What the exercise asks:
Copy every one of the records below line for line, without changing a single character.

— START The data —

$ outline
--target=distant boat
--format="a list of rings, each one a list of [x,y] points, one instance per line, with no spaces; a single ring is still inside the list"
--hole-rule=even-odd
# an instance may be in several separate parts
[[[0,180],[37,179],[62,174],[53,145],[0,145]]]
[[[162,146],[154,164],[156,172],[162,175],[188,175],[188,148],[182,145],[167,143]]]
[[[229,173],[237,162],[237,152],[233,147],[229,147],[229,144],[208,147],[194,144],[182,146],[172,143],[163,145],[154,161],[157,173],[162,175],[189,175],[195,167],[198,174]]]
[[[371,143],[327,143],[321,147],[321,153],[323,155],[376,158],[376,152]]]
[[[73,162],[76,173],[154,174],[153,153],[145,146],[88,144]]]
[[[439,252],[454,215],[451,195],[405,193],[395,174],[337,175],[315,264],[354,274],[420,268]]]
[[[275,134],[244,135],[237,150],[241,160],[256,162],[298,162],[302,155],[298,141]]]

— END The data —

The answer:
$ outline
--target=distant boat
--format="a list of rings, each one a list of [x,y] points, one instance per line, with no spaces; a single ring is still inside the list"
--hole-rule=even-odd
# an instance may be in several separate parts
[[[0,180],[37,179],[62,174],[53,145],[0,145]]]
[[[162,146],[154,164],[156,172],[162,175],[188,175],[188,148],[182,145],[167,143]]]
[[[229,173],[237,162],[237,152],[233,147],[229,147],[229,144],[208,147],[194,144],[182,146],[172,143],[163,145],[154,161],[157,173],[162,175],[189,175],[195,167],[198,174]]]
[[[371,143],[327,143],[321,147],[321,153],[323,155],[376,158],[376,152]]]
[[[73,162],[76,173],[154,174],[153,153],[145,146],[88,144]]]
[[[439,252],[454,215],[451,195],[405,193],[395,174],[337,175],[315,264],[354,274],[420,268]]]
[[[275,134],[244,135],[237,150],[241,160],[256,162],[298,162],[302,155],[298,141]]]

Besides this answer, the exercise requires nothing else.